# Stated exercise:
Can you write the next part of the passage on top law firms in Paris, picking up after its last sentence?

# Reading passage:
=-=-=

Weil, Gotshal & Manges’ 75-lawyer French arm remains one of the strongest players in private equity, topping Mergermarket’s 2018 league table for deal value in France and fielding another of the leading individuals of the Paris legal scene, David Aknin. ‘The office is quite focused,’ says Aknin. ‘PE, M&A, restructuring, banking and litigation are the five key areas.’ The firm added Clifford Chance (CC) PE infrastructure partner Benjamin de Blegiers in April this year.
Among the independents, Bredin Prat and Darrois Villey Maillot Brochier remain secure in their spots operating at the top end of the M&A market. While the latter maintains a tight, 80-strong team and still owes part of its success to the enduring reputation of its founder Jean-Michel Darrois, Slaughter and May’s ally Bredin has grown steadily over the years to hit 180 lawyers, billing more than €120m in 2018. ‘Their M&A partners are all good – you can pick any name,’ says a partner at a rival when asked about Bredin’s top individuals.

=-=-=

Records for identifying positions
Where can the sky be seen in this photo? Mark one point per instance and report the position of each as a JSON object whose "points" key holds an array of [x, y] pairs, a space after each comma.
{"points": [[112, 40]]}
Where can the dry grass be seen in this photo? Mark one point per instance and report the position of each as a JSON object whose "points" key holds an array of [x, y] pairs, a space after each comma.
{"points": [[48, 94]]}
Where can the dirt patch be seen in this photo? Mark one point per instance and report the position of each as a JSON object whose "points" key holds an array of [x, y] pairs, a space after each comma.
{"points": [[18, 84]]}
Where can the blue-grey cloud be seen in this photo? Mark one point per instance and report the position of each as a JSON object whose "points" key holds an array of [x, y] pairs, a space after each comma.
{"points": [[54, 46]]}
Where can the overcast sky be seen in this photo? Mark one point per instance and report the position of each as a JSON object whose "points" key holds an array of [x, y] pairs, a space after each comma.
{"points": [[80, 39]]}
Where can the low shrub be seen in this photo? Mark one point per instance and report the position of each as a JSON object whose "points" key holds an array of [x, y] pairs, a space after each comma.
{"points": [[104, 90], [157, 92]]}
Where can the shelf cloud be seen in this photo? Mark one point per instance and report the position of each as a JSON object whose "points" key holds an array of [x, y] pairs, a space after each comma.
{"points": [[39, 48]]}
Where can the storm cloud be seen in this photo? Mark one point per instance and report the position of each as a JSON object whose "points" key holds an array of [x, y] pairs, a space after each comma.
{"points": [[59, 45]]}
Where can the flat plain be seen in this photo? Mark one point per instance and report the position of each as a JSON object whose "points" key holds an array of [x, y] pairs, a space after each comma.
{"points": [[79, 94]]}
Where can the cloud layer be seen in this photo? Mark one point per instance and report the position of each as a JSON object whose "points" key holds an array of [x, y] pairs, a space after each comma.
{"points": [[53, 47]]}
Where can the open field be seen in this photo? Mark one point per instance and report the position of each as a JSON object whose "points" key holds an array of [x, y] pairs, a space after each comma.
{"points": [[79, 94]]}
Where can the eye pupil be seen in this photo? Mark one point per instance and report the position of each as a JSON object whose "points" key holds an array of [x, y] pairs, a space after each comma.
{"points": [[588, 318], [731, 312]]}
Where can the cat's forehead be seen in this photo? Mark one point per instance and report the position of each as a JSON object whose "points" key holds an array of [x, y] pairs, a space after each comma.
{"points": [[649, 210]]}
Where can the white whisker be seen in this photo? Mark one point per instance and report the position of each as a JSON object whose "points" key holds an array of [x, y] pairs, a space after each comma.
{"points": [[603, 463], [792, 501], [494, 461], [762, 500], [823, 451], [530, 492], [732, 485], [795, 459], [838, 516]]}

=-=-=

# Exercise answer:
But beyond these standout firms, the situation is much more fluid. One of the few non-Anglo-Saxon firms to field a market-leading finance team, 520-lawyer Gide (the only French firm to feature in Legal Business’ Euro Elite top 25) still has some way to go in M&A, although Puel is adamant that its reputation in the transactional space is on the rise after last year’s hire of former Linklaters and Darrois Villey partner Olivier Diaz from Skadden, Arps, Slate, Meagher & Flom.
The recent fortunes of London’s big four Magic Circle firms in Paris have been mixed. The largest of the pack, CC, has scaled down considerably in the last five years, from around 220 lawyers to 180. ‘That’s quite a significant reduction, but it’s consistent with our strategy to focus on the right work for the right clients,’ says Paris head Yves Wehrli. ‘We have a “grow or go” policy: we expect our senior lawyers to continue to grow as they become more senior. If they don’t, especially in our transactional business, they know there is no future for them at the firm.’ Still, the office had a good year, growing revenue 9% to €129m and finishing second in Mergermarket’s table for deal value.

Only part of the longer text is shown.